YOUR INSTRUCTIONS: Please put the part of the listing below that opens with the line containing "[Batch spec] Target class: boy's nose." and closes with the line containing "[[52, 19, 176, 128]]" into a Markdown table with the columns Row and Line, numbering each line and leaving out blank lines. Include both of those end lines and no others.

ENTRIES PROVIDED:

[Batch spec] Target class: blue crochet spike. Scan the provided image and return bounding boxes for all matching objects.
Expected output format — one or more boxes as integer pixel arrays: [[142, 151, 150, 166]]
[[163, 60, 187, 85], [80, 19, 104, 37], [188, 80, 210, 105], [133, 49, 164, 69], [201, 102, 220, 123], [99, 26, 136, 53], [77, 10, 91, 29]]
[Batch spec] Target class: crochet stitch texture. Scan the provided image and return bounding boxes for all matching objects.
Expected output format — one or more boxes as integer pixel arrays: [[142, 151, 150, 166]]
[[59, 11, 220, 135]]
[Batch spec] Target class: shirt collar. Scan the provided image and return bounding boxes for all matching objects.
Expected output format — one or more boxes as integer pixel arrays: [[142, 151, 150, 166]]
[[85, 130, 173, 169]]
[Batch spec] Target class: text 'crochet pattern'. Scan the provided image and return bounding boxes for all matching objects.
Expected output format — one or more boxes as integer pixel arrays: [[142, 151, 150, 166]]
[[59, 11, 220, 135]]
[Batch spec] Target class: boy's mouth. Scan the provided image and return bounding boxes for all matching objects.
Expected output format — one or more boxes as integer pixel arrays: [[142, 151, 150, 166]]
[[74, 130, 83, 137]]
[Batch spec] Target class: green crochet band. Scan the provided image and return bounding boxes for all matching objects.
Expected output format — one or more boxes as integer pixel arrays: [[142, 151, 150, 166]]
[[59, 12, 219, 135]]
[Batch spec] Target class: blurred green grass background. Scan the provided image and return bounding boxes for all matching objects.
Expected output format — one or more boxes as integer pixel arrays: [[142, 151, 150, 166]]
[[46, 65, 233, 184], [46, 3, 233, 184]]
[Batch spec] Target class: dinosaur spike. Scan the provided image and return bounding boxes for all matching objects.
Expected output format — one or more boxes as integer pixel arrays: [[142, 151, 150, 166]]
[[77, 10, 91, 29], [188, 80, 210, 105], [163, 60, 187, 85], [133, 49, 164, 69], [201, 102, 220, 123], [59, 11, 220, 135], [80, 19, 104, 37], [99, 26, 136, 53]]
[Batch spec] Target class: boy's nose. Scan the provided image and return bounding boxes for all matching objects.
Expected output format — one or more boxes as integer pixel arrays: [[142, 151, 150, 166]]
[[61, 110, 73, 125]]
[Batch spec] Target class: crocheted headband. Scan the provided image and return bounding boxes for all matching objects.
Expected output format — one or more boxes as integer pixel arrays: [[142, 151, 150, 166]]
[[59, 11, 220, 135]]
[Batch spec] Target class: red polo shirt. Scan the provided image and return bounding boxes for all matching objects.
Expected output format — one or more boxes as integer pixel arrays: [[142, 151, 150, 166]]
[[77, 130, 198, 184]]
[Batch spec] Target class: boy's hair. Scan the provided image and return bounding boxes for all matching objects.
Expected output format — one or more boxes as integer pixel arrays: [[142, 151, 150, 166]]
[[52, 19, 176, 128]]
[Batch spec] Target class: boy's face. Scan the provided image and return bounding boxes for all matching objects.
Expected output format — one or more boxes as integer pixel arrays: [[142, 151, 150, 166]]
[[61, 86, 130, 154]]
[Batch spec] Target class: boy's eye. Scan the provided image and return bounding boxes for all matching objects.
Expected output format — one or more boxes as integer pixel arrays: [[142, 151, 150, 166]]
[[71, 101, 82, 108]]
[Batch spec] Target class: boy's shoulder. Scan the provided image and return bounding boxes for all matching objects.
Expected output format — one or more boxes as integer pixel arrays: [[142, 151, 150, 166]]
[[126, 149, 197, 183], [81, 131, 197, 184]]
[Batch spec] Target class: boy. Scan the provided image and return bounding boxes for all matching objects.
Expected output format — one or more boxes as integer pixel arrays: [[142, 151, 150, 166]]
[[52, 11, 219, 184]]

--

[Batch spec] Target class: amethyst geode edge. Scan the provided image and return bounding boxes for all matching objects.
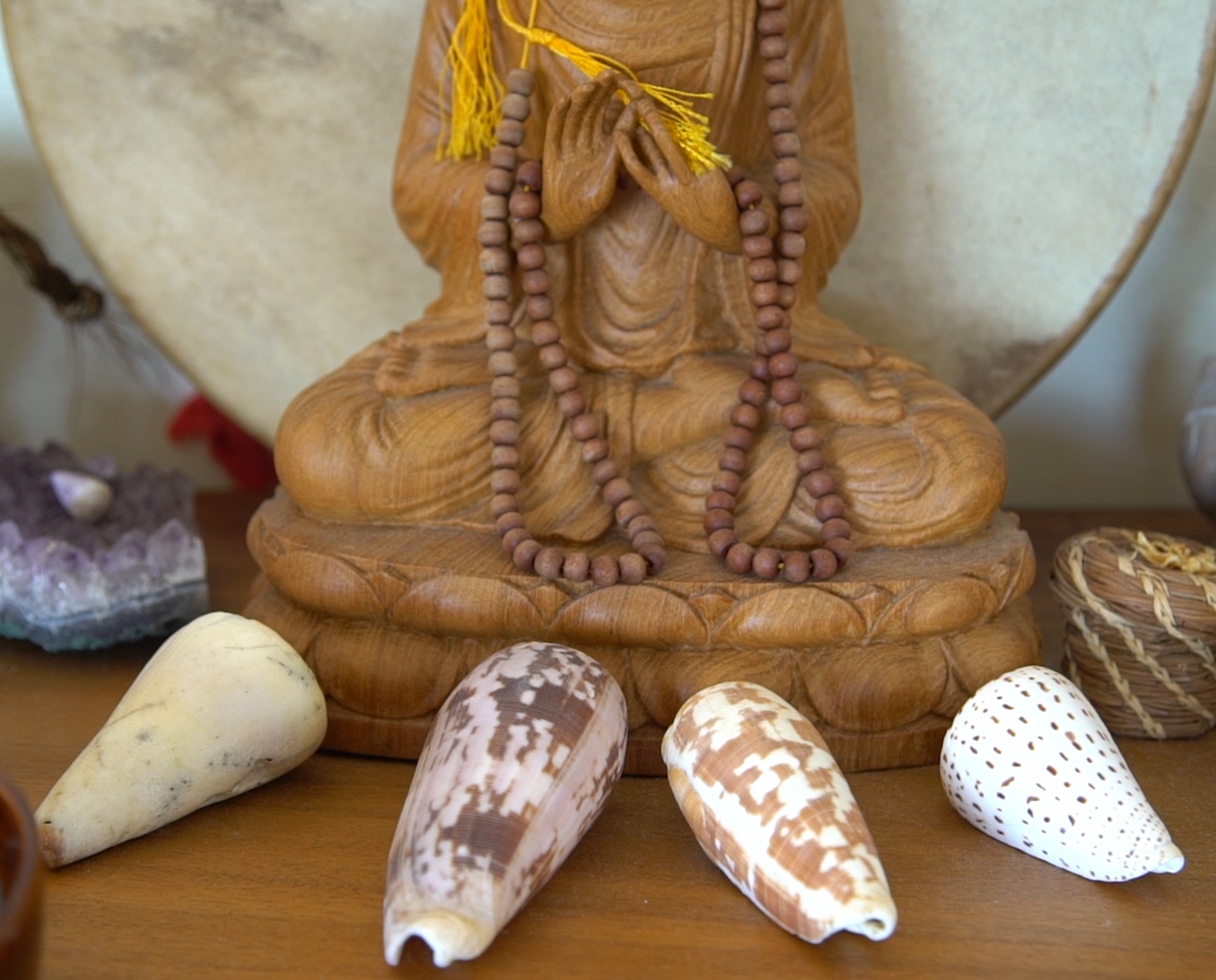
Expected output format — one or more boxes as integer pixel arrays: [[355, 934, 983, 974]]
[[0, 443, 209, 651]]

SOLUTION TO THIS EXERCISE:
| Row | Line |
|---|---|
| 1 | [Batch spec] Target class: boy's nose. Scan the provided image and return bounding boxes for all matching objects. |
| 2 | Expected output format — one or more boxes as integer pixel arrays: [[142, 151, 150, 166]] |
| 3 | [[61, 110, 73, 125]] |
| 4 | [Batch spec] Target class: crocheted headband. Scan the provided image and return bounding boxes for all matching objects. |
| 5 | Expected output format — one or more boxes as integer pixel arrays: [[142, 151, 150, 166]] |
| 6 | [[59, 11, 220, 135]] |
| 7 | [Batch spec] Target class: red polo shirt. Scan the provided image and return bounding boxes for all matching objects. |
| 8 | Expected output format — one or more boxes as integer pixel arrays: [[142, 151, 150, 166]] |
| 9 | [[77, 130, 198, 184]] |
| 10 | [Batch spec] Target class: boy's hair. Scan the provided image and return bounding boxes for all matching objects. |
| 11 | Expected output format — one or more boxes as integer pixel arrays: [[142, 151, 150, 166]] |
| 12 | [[52, 19, 176, 128]] |